*** Opening of Exercise materials ***
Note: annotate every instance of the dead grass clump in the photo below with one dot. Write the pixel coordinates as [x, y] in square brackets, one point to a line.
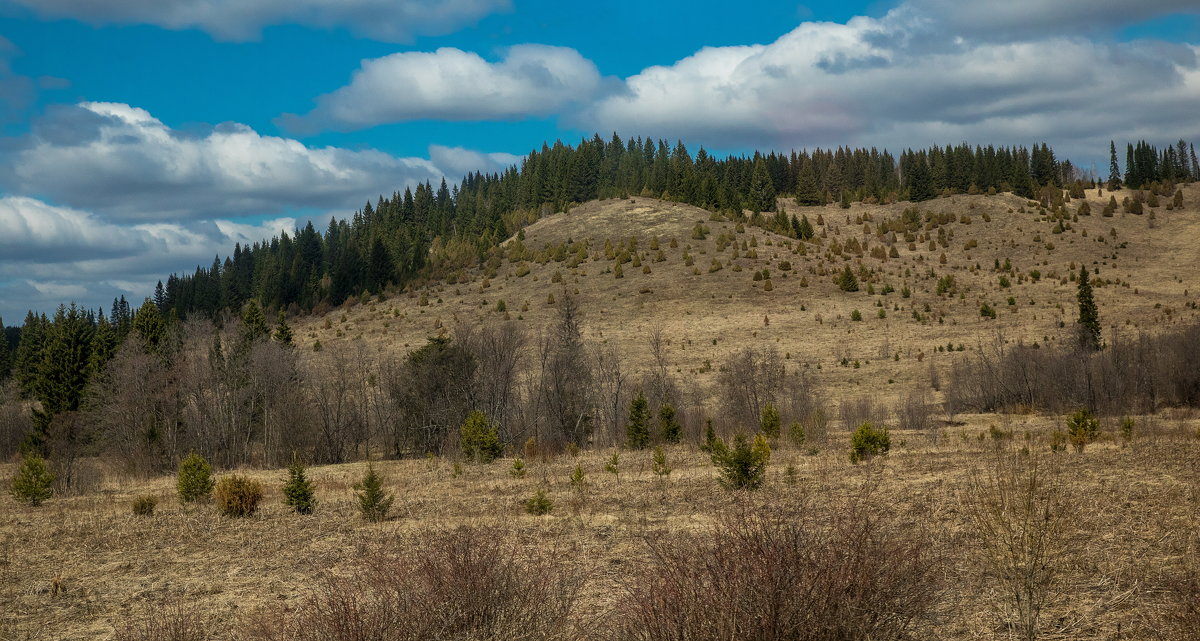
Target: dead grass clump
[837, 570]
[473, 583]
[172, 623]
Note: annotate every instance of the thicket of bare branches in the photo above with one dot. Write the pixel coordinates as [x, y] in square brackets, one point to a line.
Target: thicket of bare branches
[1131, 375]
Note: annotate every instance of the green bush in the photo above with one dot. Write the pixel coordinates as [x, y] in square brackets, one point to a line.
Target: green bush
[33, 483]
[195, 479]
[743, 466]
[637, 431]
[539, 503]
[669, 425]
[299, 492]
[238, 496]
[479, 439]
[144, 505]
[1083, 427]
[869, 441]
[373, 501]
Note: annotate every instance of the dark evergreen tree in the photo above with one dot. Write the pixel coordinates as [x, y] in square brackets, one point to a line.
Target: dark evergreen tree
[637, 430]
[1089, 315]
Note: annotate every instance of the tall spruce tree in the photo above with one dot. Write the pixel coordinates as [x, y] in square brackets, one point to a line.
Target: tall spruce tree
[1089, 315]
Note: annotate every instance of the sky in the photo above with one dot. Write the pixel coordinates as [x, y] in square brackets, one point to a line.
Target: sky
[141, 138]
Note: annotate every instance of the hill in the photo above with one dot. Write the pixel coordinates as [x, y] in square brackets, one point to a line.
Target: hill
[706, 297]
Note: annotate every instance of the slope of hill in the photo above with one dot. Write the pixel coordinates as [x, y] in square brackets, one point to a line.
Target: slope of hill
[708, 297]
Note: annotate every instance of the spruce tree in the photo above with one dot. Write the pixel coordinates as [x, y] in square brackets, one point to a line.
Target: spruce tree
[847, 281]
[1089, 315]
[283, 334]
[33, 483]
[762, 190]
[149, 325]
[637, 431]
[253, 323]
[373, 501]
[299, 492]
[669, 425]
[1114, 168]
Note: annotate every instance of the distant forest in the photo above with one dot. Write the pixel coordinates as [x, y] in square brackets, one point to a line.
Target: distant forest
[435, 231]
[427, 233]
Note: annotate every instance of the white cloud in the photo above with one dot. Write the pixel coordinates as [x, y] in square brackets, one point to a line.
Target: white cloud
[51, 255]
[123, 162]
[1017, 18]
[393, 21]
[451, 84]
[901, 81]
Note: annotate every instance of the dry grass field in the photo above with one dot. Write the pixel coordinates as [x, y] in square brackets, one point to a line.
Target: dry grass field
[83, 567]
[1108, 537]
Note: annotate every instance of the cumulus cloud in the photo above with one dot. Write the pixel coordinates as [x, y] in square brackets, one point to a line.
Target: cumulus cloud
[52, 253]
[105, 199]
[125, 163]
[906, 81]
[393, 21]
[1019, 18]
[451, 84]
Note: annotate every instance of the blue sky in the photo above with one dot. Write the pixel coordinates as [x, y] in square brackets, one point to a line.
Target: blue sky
*** Close of Exercise materials ***
*** Opening of Exercise materials ***
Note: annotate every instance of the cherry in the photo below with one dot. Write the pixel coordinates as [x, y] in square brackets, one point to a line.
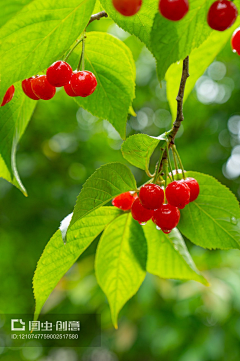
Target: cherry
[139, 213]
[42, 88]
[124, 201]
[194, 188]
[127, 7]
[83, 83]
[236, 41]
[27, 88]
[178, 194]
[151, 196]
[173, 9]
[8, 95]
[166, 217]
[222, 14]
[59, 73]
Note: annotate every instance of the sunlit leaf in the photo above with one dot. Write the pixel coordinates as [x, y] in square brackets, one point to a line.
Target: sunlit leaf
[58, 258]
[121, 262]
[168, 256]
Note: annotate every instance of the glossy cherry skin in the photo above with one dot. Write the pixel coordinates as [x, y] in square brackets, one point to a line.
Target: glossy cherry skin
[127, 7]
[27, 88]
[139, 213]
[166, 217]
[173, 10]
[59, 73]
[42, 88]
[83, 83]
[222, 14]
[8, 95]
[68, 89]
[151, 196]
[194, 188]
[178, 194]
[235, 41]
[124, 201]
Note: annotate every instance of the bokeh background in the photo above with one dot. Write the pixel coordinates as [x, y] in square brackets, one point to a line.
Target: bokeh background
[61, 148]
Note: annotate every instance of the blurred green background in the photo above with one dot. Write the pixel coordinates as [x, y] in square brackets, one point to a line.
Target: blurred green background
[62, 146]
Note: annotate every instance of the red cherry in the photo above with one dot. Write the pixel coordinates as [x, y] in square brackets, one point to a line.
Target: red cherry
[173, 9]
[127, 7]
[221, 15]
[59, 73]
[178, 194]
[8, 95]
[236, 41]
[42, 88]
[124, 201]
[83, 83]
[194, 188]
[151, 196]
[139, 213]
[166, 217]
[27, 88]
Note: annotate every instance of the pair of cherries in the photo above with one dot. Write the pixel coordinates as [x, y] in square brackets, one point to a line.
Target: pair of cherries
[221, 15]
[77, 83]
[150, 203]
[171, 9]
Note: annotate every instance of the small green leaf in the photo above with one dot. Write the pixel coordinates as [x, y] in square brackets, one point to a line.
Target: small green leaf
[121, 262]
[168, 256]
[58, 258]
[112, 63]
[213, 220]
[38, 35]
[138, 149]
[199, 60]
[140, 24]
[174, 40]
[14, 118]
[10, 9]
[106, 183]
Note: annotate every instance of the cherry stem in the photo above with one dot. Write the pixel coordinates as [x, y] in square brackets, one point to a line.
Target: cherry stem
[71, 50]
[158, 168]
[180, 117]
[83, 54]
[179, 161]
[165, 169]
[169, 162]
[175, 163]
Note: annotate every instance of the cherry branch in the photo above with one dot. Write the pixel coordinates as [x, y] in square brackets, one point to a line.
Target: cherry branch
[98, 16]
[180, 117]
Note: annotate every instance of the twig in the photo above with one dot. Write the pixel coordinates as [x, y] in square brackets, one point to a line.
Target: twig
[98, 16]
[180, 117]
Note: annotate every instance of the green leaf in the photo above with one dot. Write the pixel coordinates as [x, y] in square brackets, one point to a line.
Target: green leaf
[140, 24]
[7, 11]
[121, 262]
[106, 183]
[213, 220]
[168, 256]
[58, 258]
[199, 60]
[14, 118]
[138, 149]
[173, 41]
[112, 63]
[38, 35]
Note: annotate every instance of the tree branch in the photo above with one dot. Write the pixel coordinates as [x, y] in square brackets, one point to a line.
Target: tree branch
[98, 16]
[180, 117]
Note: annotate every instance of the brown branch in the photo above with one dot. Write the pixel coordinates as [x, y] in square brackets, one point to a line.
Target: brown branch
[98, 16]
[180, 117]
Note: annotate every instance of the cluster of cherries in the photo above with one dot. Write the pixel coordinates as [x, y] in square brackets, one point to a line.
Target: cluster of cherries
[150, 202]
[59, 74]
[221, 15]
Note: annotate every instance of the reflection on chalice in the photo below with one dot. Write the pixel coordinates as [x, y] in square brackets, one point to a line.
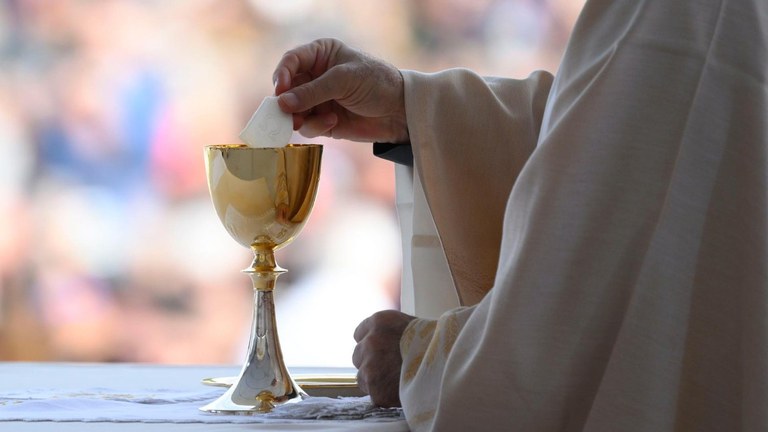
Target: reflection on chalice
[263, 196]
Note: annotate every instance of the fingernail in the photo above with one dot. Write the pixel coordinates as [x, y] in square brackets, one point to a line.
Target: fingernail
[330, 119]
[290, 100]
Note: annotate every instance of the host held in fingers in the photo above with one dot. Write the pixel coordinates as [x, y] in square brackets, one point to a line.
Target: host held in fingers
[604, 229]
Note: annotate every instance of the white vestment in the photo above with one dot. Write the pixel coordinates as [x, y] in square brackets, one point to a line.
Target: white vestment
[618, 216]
*** Close of Exercise materials ***
### [Required action]
Could you retype exactly the lines above, starting at the line that contains "Note: annotate every instance of the twig" and ending at the line that contains "Note: annotate every instance of the green leaf", and nothing more?

### [Exercise result]
Note: annotate every instance of the twig in the photo above with one dot. Write the pixel coordinates as [x, y] in square brackets, one point to a line.
Target: twig
[98, 16]
[180, 117]
Note: annotate every instance of the green leaf in the photo above with one dot. Write the pixel coordinates as [x, y] in square brackets, one point to a line.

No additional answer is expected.